Grampians Health hospitals chief operating officer Ben Kelly said November and December were particularly challenging for the hospital as a COVID wave peaked and the number of patients increased.
"We had a really early increase in COVID through November, a bit ahead of the rest of the state, and what ... then transpired was a high number of patients staying in the Base Hospital, and staying longer periods of time ... and from that December was our longest wait times through the whole of the pandemic," he said.
People staying longer meant fewer beds were available to transfer people needing admission to the hospital from the ED, and patients staying longer in the ED meaning those waiting to be seen faced "unacceptably long" waits.
Our focus now is really about how we get the ED back to levels we are comfortable with. It is better than it was in November and December but we need to ensure we keep a strong focus. This is a marathon.
=======
- [Task requirements]:
**1.** According to the hospital passage, which month had the longest wait times of the whole pandemic?
**2.** Restate the paragraph of the hospital passage that begins "People staying longer meant" in a shorter form that keeps its main facts.
**3.** Reproduce word for word the stretch of the hospital passage from "Grampians Health hospitals" through "of patients increased.".
=======
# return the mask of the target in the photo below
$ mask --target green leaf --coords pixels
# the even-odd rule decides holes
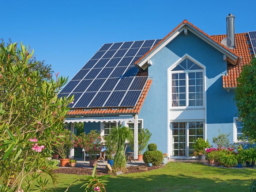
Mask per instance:
[[[10,137],[10,138],[14,142],[16,142],[16,140],[14,138],[13,135],[12,134],[10,131],[10,130],[8,128],[6,128],[6,131],[7,131],[7,133],[8,133],[9,136]]]

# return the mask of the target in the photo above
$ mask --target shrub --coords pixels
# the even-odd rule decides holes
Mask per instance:
[[[162,153],[157,150],[147,151],[143,154],[143,161],[146,164],[151,163],[153,165],[158,165],[162,163],[163,159]]]
[[[238,164],[237,155],[234,153],[222,153],[219,157],[219,161],[227,167],[236,166]]]
[[[203,155],[205,153],[205,149],[210,147],[210,144],[209,143],[208,139],[206,141],[202,138],[197,139],[196,141],[194,141],[193,147],[195,149],[194,153],[195,155]]]
[[[249,188],[249,192],[255,192],[256,191],[256,180],[253,179],[252,181],[252,184]]]
[[[239,151],[239,158],[241,163],[255,163],[256,160],[256,151],[254,148],[240,150]]]
[[[156,151],[157,149],[157,146],[155,143],[150,143],[147,146],[147,148],[148,151]]]
[[[229,137],[231,133],[223,133],[219,129],[219,135],[212,138],[212,143],[216,144],[217,147],[227,148],[231,145],[229,143]]]

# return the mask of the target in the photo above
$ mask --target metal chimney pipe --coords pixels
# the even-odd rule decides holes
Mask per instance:
[[[230,49],[235,48],[235,16],[232,14],[229,14],[226,18],[227,21],[227,35],[232,39]]]

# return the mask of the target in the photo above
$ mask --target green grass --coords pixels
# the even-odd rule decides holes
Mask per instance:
=======
- [Response list]:
**1.** December

**2.** Because patients stayed longer, fewer beds were free for moving people from the ED into the hospital. Longer ED stays in turn meant that people waiting to be seen faced "unacceptably long" waits.

**3.**
Grampians Health hospitals chief operating officer Ben Kelly said November and December were particularly challenging for the hospital as a COVID wave peaked and the number of patients increased.